____ ENTRIES SUPPLIED
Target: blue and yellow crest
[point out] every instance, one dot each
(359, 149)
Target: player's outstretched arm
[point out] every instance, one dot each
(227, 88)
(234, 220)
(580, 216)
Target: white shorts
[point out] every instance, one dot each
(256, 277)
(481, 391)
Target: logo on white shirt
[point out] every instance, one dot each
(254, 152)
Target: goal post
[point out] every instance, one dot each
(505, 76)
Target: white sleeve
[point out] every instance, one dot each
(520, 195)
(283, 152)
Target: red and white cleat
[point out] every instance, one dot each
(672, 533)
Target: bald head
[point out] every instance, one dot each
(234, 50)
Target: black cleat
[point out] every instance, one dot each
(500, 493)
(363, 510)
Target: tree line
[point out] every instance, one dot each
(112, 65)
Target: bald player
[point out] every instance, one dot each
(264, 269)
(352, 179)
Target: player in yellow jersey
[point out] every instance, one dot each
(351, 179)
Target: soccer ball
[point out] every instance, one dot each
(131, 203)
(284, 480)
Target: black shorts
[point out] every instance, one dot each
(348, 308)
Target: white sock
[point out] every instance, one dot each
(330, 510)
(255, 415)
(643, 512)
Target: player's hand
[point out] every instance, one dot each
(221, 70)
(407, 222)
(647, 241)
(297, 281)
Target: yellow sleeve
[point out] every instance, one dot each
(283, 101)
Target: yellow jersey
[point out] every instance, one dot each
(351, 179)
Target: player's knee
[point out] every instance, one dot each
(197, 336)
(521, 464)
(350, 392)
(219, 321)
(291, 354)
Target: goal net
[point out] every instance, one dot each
________
Copy out the records word for word, starting at the line containing "Target: red and white cleat" and continuing through the end of the records.

EXERCISE RESPONSE:
Target: red and white cleat
[point out] every instance, one dot each
(672, 533)
Target: bald head
[point out] every instance, one dot each
(234, 50)
Target: black cleat
[point out] every instance, one dot each
(500, 493)
(363, 510)
Target: tree line
[point out] every instance, one dot each
(112, 65)
Target: bald player
[point out] every instance, one dot each
(264, 269)
(352, 179)
Target: player in yellow jersey
[point out] every instance, one dot each
(351, 179)
Target: soccer ball
[point out] every instance, one dot each
(131, 203)
(284, 480)
Target: black shorts
[point out] every instance, one dot each
(348, 308)
Target: white sock
[point out] every instance, one dot each
(330, 510)
(255, 415)
(643, 512)
Target: player's hand
[point out] every instance, one dot each
(221, 70)
(407, 222)
(647, 241)
(297, 281)
Target: yellow sleeve
[point out] every instance, one dot each
(283, 101)
Target: yellow jersey
[point out] every instance, one dot each
(351, 179)
Target: player's knee
[point out] every instance, one dot each
(197, 336)
(521, 464)
(350, 392)
(219, 321)
(291, 354)
Target: goal net
[point out] every instance, one dot each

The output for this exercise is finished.